WHAT IS NEEDED -
Render every line of the records as a Markdown table with the columns No. and Line, numbering the rows and skipping blank lines. Omit the pictures from the table.

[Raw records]
....

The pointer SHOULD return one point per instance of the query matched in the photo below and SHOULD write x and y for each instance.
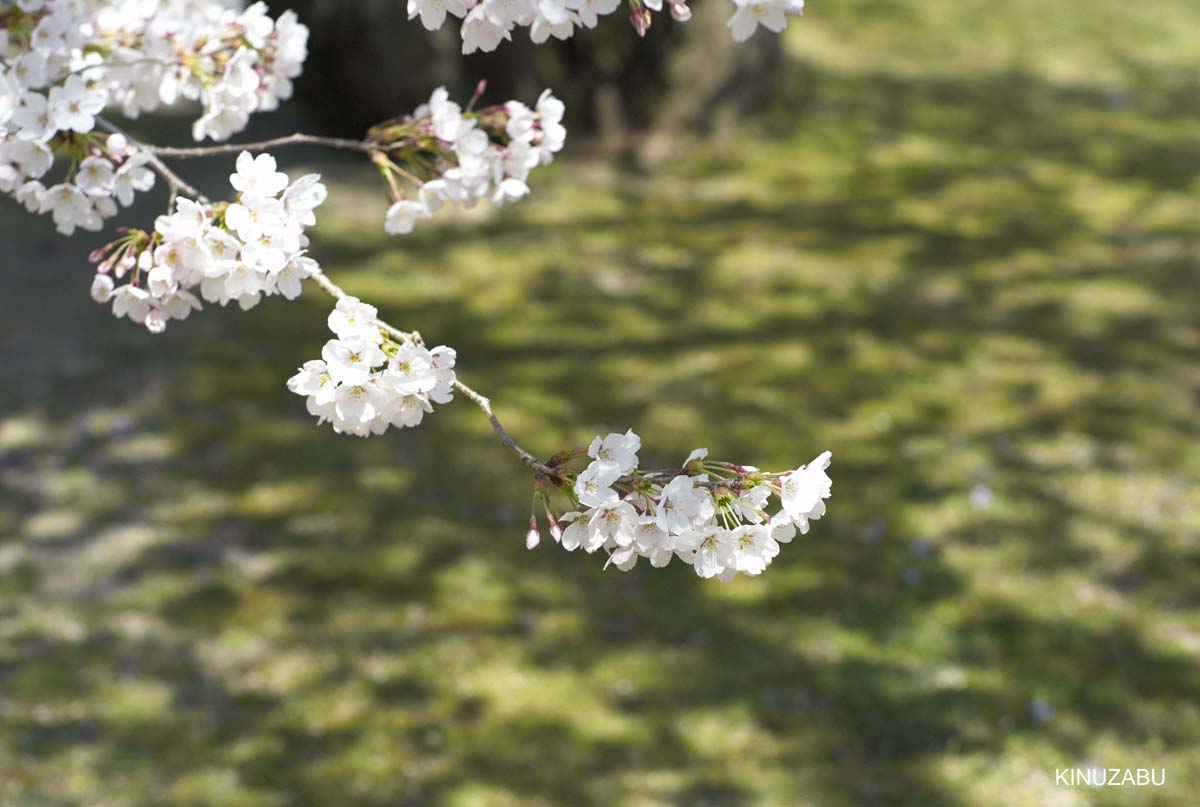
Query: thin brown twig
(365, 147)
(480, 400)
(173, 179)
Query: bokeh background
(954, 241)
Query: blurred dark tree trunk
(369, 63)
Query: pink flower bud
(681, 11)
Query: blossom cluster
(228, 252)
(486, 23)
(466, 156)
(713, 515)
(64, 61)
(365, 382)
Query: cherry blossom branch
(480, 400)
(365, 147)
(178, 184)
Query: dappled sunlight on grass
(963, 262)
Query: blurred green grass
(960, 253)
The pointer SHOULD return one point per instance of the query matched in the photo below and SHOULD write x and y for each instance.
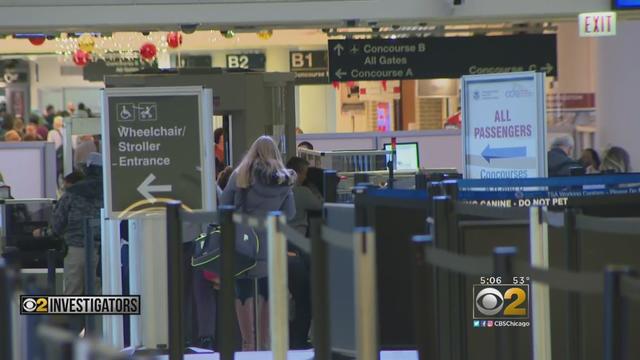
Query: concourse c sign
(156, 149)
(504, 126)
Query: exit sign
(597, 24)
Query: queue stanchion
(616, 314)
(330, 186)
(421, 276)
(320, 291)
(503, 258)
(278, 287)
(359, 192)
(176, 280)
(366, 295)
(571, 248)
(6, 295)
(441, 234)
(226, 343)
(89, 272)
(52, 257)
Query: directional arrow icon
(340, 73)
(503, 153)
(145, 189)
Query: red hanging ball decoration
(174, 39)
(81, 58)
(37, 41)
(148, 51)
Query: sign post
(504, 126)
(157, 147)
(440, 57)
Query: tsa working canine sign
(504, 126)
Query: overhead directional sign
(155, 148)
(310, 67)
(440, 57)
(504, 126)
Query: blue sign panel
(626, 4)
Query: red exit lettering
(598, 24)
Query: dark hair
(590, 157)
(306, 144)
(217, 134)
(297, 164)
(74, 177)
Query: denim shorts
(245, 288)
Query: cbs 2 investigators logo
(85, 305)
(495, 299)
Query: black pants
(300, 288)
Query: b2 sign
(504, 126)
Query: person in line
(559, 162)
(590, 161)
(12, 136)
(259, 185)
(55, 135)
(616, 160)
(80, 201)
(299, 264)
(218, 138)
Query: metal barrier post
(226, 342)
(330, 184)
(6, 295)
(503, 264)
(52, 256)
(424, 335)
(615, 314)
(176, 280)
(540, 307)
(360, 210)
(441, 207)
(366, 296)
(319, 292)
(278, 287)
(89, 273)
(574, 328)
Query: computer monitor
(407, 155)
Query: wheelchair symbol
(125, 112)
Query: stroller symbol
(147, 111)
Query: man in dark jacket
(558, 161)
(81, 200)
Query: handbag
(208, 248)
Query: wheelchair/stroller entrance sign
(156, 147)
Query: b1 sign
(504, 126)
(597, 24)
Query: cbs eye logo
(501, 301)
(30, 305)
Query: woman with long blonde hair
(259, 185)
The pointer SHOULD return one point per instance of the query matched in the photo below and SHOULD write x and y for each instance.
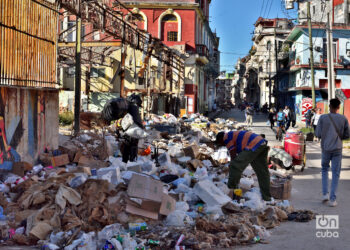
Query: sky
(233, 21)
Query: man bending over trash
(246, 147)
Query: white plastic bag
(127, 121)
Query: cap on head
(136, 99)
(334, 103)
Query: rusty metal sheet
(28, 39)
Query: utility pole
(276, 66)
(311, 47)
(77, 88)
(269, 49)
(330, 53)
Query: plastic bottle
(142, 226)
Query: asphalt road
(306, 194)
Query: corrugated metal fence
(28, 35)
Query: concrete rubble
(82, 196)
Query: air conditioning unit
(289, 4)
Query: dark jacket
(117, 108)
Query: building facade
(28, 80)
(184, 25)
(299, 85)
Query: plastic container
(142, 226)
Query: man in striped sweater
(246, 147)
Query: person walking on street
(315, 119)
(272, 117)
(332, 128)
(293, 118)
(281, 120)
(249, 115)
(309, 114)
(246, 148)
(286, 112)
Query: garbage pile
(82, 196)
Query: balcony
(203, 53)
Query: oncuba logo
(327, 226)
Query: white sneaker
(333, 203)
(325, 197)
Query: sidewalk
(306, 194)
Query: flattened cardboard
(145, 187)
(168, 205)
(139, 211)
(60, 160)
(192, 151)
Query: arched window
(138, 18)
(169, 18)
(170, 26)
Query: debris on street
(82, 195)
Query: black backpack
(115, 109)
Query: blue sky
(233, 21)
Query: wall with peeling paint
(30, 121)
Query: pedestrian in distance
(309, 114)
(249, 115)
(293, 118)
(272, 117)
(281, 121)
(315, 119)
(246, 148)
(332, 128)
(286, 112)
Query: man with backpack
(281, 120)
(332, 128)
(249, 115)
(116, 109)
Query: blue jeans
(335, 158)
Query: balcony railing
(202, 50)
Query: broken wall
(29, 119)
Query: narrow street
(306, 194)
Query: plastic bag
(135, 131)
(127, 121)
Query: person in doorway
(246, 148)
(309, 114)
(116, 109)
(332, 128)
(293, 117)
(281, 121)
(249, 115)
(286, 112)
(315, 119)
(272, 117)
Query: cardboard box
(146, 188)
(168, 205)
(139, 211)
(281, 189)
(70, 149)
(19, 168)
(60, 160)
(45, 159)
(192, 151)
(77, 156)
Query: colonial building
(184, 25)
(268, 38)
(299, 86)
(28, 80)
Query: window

....

OUTPUT FOR THIS TASK -
| No. | Line |
|---|---|
| 1 | The pointer SHOULD return one point per instance of the query matched in the photo below and SHOULD write x and y for each instance. |
| 2 | Query: thin brown twig |
| 3 | (365, 147) |
| 4 | (480, 400) |
| 5 | (173, 179) |
| 6 | Query: bokeh background |
| 7 | (954, 241) |
| 8 | Query: blurred dark tree trunk |
| 9 | (369, 63) |
| 10 | Query: pink flower bud |
| 11 | (681, 11) |
| 12 | Query: blossom cluster |
| 13 | (228, 252) |
| 14 | (486, 23) |
| 15 | (466, 156) |
| 16 | (713, 515) |
| 17 | (64, 61) |
| 18 | (365, 382) |
| 19 | Query: cherry blossom branch |
| 20 | (480, 400) |
| 21 | (365, 147) |
| 22 | (178, 184) |
| 23 | Query: dappled sunlight on grass |
| 24 | (963, 262) |
| 25 | Query: blurred green grass |
| 26 | (960, 253) |
| 27 | The pointer SHOULD return one point per instance of the query matched in the photo below and SHOULD write x and y for each instance. |
| 28 | Query: concourse c sign |
| 29 | (156, 149) |
| 30 | (504, 126) |
| 31 | Query: exit sign |
| 32 | (597, 24) |
| 33 | Query: queue stanchion |
| 34 | (616, 314) |
| 35 | (330, 186) |
| 36 | (421, 276) |
| 37 | (320, 291) |
| 38 | (503, 258) |
| 39 | (278, 287) |
| 40 | (359, 192) |
| 41 | (176, 280) |
| 42 | (366, 295) |
| 43 | (571, 248) |
| 44 | (6, 295) |
| 45 | (441, 234) |
| 46 | (226, 343) |
| 47 | (89, 272) |
| 48 | (52, 257) |
| 49 | Query: directional arrow icon |
| 50 | (340, 73) |
| 51 | (503, 153) |
| 52 | (145, 189) |
| 53 | Query: red hanging ball decoration |
| 54 | (174, 39) |
| 55 | (81, 58) |
| 56 | (37, 41) |
| 57 | (148, 51) |
| 58 | Query: sign post |
| 59 | (504, 126) |
| 60 | (157, 147) |
| 61 | (440, 57) |
| 62 | Query: tsa working canine sign |
| 63 | (504, 126) |
| 64 | Query: overhead directional sign |
| 65 | (155, 148) |
| 66 | (310, 67) |
| 67 | (440, 57) |
| 68 | (504, 126) |
| 69 | Query: blue sign panel |
| 70 | (626, 4) |
| 71 | Query: red exit lettering |
| 72 | (598, 24) |
| 73 | Query: dark hair |
| 74 | (590, 157) |
| 75 | (306, 144) |
| 76 | (217, 134) |
| 77 | (297, 164) |
| 78 | (74, 177) |
| 79 | Query: denim shorts |
| 80 | (245, 288) |
| 81 | Query: cbs 2 investigators logo |
| 82 | (85, 305) |
| 83 | (495, 299) |
| 84 | Query: black pants |
| 85 | (300, 288) |
| 86 | Query: b2 sign |
| 87 | (504, 126) |
| 88 | Query: person in line |
| 89 | (559, 162) |
| 90 | (590, 161) |
| 91 | (12, 136) |
| 92 | (259, 185) |
| 93 | (55, 135) |
| 94 | (616, 160) |
| 95 | (80, 201) |
| 96 | (299, 264) |
| 97 | (218, 138) |
| 98 | Query: metal barrier post |
| 99 | (226, 342) |
| 100 | (330, 184) |
| 101 | (6, 295) |
| 102 | (503, 264) |
| 103 | (52, 256) |
| 104 | (424, 335) |
| 105 | (615, 314) |
| 106 | (176, 280) |
| 107 | (540, 307) |
| 108 | (360, 210) |
| 109 | (441, 207) |
| 110 | (366, 296) |
| 111 | (319, 292) |
| 112 | (278, 287) |
| 113 | (89, 273) |
| 114 | (574, 328) |
| 115 | Query: computer monitor |
| 116 | (407, 155) |
| 117 | Query: wheelchair symbol |
| 118 | (125, 112) |
| 119 | Query: stroller symbol |
| 120 | (147, 111) |
| 121 | Query: man in dark jacket |
| 122 | (558, 161) |
| 123 | (81, 200) |
| 124 | Query: handbag |
| 125 | (208, 248) |
| 126 | Query: wheelchair/stroller entrance sign |
| 127 | (156, 147) |
| 128 | Query: b1 sign |
| 129 | (504, 126) |
| 130 | (597, 24) |
| 131 | Query: cbs eye logo |
| 132 | (501, 301) |
| 133 | (30, 305) |
| 134 | Query: woman with long blonde hair |
| 135 | (259, 185) |
| 136 | The pointer SHOULD return one point per instance of the query matched in the photo below and SHOULD write x and y for each instance. |
| 137 | Query: sky |
| 138 | (233, 21) |
| 139 | Query: man bending over trash |
| 140 | (246, 147) |
| 141 | Query: white plastic bag |
| 142 | (127, 121) |
| 143 | Query: cap on head |
| 144 | (136, 99) |
| 145 | (334, 103) |
| 146 | Query: rusty metal sheet |
| 147 | (28, 39) |
| 148 | Query: utility pole |
| 149 | (276, 66) |
| 150 | (311, 47) |
| 151 | (77, 88) |
| 152 | (269, 49) |
| 153 | (330, 53) |
| 154 | Query: plastic bottle |
| 155 | (142, 226) |
| 156 | Query: asphalt road |
| 157 | (306, 194) |
| 158 | Query: corrugated metal fence |
| 159 | (28, 35) |
| 160 | Query: concrete rubble |
| 161 | (82, 196) |
| 162 | Query: air conditioning unit |
| 163 | (289, 4) |
| 164 | Query: dark jacket |
| 165 | (117, 108) |
| 166 | Query: building facade |
| 167 | (28, 80) |
| 168 | (184, 25) |
| 169 | (299, 85) |
| 170 | Query: plastic container |
| 171 | (142, 226) |
| 172 | Query: man in striped sweater |
| 173 | (246, 147) |
| 174 | Query: person walking on street |
| 175 | (315, 119) |
| 176 | (272, 117) |
| 177 | (332, 128) |
| 178 | (293, 118) |
| 179 | (281, 120) |
| 180 | (249, 115) |
| 181 | (309, 114) |
| 182 | (246, 148) |
| 183 | (286, 112) |
| 184 | Query: garbage pile |
| 185 | (82, 196) |
| 186 | Query: balcony |
| 187 | (203, 53) |
| 188 | Query: oncuba logo |
| 189 | (327, 226) |
| 190 | Query: white sneaker |
| 191 | (333, 203) |
| 192 | (325, 197) |
| 193 | Query: sidewalk |
| 194 | (306, 194) |
| 195 | Query: flattened cardboard |
| 196 | (145, 187) |
| 197 | (168, 205) |
| 198 | (139, 211) |
| 199 | (60, 160) |
| 200 | (192, 151) |
| 201 | Query: arched window |
| 202 | (138, 18) |
| 203 | (169, 18) |
| 204 | (170, 26) |
| 205 | Query: debris on street |
| 206 | (82, 195) |
| 207 | Query: black backpack |
| 208 | (115, 109) |
| 209 | Query: blue sky |
| 210 | (233, 21) |
| 211 | Query: wall with peeling paint |
| 212 | (30, 121) |
| 213 | Query: pedestrian in distance |
| 214 | (309, 114) |
| 215 | (249, 115) |
| 216 | (293, 118) |
| 217 | (272, 117) |
| 218 | (281, 121) |
| 219 | (315, 119) |
| 220 | (246, 148) |
| 221 | (332, 128) |
| 222 | (286, 112) |
| 223 | Query: man with backpack |
| 224 | (281, 120) |
| 225 | (332, 128) |
| 226 | (249, 115) |
| 227 | (116, 109) |
| 228 | Query: blue jeans |
| 229 | (335, 158) |
| 230 | Query: balcony railing |
| 231 | (202, 50) |
| 232 | Query: broken wall |
| 233 | (29, 119) |
| 234 | Query: narrow street |
| 235 | (306, 194) |
| 236 | Query: plastic bag |
| 237 | (135, 131) |
| 238 | (127, 121) |
| 239 | Query: person in doorway |
| 240 | (246, 148) |
| 241 | (309, 114) |
| 242 | (116, 109) |
| 243 | (332, 128) |
| 244 | (293, 117) |
| 245 | (281, 121) |
| 246 | (249, 115) |
| 247 | (286, 112) |
| 248 | (315, 119) |
| 249 | (272, 117) |
| 250 | Query: cardboard box |
| 251 | (146, 188) |
| 252 | (168, 205) |
| 253 | (139, 211) |
| 254 | (281, 189) |
| 255 | (70, 149) |
| 256 | (19, 168) |
| 257 | (60, 160) |
| 258 | (45, 159) |
| 259 | (192, 151) |
| 260 | (77, 156) |
| 261 | Query: colonial building |
| 262 | (184, 25) |
| 263 | (268, 38) |
| 264 | (299, 86) |
| 265 | (28, 80) |
| 266 | Query: window |